=== Section Start ===

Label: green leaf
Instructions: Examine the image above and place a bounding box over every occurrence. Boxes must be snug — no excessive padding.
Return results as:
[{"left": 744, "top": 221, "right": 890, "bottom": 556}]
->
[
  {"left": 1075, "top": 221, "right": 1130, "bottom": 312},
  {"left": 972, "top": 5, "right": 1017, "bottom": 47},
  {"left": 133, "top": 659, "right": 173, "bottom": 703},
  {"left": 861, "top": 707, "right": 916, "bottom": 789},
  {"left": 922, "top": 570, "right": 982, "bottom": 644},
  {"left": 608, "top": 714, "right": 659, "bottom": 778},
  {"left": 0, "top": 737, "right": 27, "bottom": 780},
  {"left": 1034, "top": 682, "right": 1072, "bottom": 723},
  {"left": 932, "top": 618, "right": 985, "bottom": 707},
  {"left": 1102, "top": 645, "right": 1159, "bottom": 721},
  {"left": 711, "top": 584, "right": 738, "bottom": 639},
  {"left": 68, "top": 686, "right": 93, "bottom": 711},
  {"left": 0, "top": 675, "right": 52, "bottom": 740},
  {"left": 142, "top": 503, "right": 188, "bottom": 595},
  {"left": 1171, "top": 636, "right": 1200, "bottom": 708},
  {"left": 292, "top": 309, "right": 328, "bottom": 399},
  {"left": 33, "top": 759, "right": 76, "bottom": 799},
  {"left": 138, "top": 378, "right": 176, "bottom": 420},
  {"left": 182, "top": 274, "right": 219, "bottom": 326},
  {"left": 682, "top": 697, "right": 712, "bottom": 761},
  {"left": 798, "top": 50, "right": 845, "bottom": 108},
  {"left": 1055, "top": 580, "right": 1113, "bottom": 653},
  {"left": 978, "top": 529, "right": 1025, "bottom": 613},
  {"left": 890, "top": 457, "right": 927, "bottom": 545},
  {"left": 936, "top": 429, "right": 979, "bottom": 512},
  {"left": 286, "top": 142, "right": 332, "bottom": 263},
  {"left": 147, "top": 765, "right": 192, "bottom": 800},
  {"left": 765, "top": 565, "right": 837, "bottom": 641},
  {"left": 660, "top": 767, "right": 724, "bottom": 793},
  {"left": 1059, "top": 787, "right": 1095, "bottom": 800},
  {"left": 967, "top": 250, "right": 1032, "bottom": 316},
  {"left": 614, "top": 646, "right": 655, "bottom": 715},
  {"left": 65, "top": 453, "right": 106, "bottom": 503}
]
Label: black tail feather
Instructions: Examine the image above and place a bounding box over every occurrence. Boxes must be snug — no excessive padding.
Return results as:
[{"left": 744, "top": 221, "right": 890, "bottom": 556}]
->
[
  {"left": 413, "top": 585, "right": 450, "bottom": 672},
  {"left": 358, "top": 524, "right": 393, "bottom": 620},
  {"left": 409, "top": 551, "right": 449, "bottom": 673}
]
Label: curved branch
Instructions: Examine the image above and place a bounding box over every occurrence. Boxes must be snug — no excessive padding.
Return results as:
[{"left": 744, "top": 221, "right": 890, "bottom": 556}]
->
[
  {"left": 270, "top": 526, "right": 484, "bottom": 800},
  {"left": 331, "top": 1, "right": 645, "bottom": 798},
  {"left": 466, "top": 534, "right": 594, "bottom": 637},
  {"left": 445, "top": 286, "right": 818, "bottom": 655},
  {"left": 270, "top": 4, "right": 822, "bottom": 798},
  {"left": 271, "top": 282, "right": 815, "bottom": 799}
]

=== Section End ===
=== Section Start ===

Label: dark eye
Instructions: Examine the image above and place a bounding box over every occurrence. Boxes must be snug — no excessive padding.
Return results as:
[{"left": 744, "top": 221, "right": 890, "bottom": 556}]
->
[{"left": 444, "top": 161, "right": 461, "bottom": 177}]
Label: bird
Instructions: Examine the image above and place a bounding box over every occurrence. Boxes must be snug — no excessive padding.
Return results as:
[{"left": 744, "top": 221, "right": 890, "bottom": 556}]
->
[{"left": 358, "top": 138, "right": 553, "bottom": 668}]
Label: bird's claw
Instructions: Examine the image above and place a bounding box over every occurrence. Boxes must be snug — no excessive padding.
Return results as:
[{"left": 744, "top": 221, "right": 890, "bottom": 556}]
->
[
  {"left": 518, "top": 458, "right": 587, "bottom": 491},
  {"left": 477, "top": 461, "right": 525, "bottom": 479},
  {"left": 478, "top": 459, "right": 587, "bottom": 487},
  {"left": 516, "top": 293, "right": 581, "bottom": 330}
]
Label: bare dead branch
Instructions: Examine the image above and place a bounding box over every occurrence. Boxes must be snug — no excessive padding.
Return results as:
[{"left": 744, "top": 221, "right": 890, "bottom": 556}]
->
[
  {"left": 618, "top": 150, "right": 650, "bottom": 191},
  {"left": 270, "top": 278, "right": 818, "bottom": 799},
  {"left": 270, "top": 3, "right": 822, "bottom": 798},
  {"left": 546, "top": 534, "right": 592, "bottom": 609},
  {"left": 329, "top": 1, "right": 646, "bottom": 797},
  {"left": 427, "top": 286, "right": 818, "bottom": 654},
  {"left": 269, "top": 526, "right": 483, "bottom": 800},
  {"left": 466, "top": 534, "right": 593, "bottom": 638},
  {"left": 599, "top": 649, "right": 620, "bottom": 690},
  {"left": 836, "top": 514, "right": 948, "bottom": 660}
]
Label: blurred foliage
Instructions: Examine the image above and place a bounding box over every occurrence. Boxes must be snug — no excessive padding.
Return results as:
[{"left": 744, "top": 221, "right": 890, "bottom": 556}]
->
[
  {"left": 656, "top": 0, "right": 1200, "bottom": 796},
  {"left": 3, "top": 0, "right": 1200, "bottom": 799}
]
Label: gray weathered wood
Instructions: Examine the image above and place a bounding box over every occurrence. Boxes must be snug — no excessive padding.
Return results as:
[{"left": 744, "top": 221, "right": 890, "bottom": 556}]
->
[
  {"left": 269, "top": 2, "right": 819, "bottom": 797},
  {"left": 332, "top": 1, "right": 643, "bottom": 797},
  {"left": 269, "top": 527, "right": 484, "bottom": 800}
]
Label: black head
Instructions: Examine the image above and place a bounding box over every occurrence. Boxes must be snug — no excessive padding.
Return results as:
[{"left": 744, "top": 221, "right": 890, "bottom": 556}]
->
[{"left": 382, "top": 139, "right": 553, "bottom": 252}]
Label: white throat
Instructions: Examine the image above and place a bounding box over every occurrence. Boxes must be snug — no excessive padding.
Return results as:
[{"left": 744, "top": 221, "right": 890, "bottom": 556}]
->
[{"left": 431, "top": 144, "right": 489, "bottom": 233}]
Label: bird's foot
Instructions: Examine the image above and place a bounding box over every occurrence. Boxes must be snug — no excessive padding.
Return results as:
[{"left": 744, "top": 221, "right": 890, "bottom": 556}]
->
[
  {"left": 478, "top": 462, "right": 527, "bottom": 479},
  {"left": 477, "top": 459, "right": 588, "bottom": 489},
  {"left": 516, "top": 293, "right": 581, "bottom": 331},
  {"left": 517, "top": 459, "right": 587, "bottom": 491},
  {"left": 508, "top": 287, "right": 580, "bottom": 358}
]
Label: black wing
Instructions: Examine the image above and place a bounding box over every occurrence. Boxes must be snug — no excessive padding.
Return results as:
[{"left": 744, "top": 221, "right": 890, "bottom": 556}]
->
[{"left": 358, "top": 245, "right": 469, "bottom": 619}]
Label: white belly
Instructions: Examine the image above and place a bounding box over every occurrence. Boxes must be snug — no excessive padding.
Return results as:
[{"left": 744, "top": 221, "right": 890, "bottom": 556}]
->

=== Section End ===
=== Section Start ===

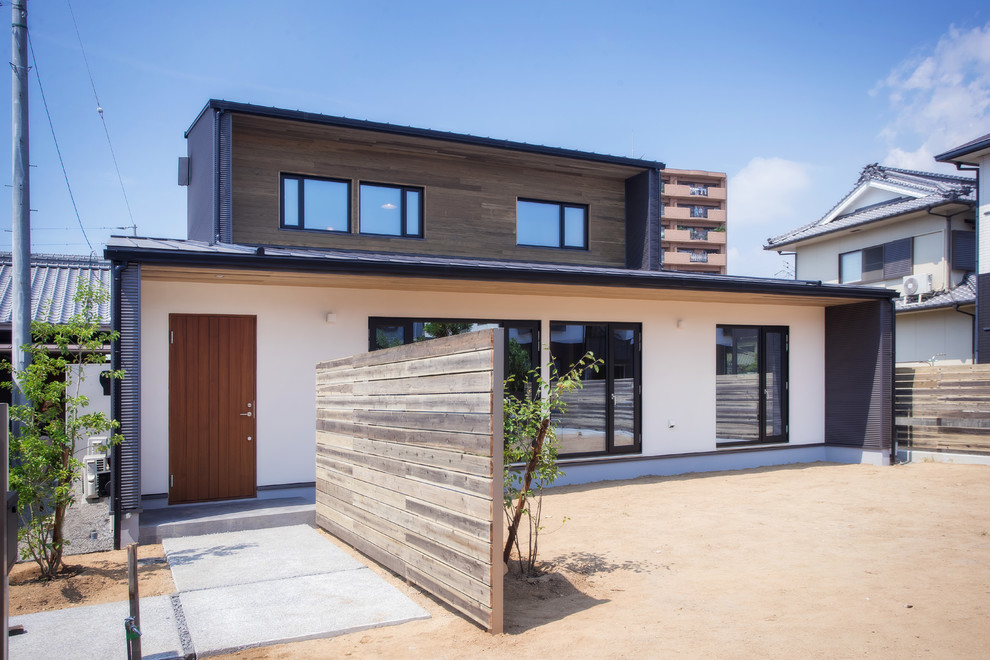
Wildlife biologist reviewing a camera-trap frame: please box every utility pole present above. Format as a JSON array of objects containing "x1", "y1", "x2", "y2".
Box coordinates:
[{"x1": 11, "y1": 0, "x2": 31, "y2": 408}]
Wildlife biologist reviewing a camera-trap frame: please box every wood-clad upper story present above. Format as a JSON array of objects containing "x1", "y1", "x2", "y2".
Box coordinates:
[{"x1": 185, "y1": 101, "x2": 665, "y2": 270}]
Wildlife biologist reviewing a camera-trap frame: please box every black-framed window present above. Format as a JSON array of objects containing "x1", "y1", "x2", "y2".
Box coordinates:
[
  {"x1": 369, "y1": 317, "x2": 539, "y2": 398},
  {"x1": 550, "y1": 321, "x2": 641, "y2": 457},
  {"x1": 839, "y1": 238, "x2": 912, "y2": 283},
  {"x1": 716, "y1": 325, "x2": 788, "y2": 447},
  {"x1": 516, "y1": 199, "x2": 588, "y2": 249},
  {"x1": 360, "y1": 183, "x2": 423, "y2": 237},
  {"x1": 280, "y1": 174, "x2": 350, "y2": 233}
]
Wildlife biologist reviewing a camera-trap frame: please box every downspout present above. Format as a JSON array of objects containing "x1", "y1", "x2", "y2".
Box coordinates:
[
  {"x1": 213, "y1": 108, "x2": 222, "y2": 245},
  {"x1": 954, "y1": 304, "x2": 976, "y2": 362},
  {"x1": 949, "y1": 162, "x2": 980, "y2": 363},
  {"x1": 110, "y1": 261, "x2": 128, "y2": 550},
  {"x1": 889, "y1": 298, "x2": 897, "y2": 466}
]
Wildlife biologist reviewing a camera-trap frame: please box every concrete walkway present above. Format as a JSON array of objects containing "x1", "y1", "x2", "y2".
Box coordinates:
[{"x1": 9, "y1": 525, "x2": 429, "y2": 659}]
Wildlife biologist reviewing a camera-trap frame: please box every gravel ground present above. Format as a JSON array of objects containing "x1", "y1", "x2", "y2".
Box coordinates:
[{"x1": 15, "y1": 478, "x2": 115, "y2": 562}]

=== Section End ===

> **ACTIVITY**
Using the material, show each line where the string "wood" can be found.

> **PROBLEM SOLUTION**
Label: gray weathered wood
Wildlife biologist reviewing a camera-trap frame: please box every wood-clad upper story present above. Format as a JSON array of objects containing "x1", "y1", "x2", "y2".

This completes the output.